— START Records —

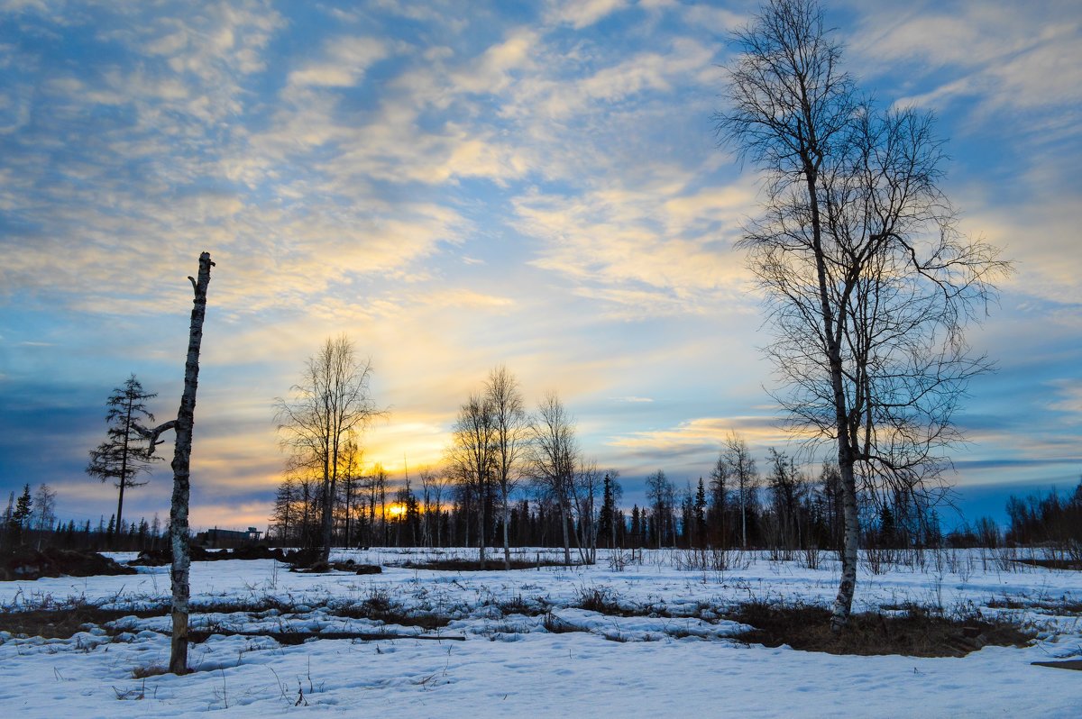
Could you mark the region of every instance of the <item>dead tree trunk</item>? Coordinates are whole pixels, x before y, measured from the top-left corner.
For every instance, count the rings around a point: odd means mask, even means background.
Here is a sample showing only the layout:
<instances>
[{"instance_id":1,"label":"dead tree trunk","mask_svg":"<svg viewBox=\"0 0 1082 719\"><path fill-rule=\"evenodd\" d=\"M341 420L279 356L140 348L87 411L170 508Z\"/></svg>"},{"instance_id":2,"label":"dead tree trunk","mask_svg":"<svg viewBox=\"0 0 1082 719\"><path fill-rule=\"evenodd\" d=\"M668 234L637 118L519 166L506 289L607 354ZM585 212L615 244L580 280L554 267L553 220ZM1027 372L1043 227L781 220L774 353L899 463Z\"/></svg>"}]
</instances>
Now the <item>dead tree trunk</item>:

— END Records —

Copy the lines above word for word, leaving out the picture.

#### [Expected answer]
Could you mark the region of every instance of the <item>dead tree trunk</item>? Coordinates are whole pixels, x before y, measured from the top-left corner.
For every instance, count the rings around a point: odd means mask, even means background.
Here is a sample showing only the layout:
<instances>
[{"instance_id":1,"label":"dead tree trunk","mask_svg":"<svg viewBox=\"0 0 1082 719\"><path fill-rule=\"evenodd\" d=\"M341 420L279 356L140 348L87 411L170 508Z\"/></svg>"},{"instance_id":2,"label":"dead tree trunk","mask_svg":"<svg viewBox=\"0 0 1082 719\"><path fill-rule=\"evenodd\" d=\"M668 234L637 118L519 166L506 289L607 354ZM585 212L615 244L580 280L554 267L553 220ZM1027 372L1043 227L781 220L774 353L899 463Z\"/></svg>"}]
</instances>
Now the <item>dead tree trunk</item>:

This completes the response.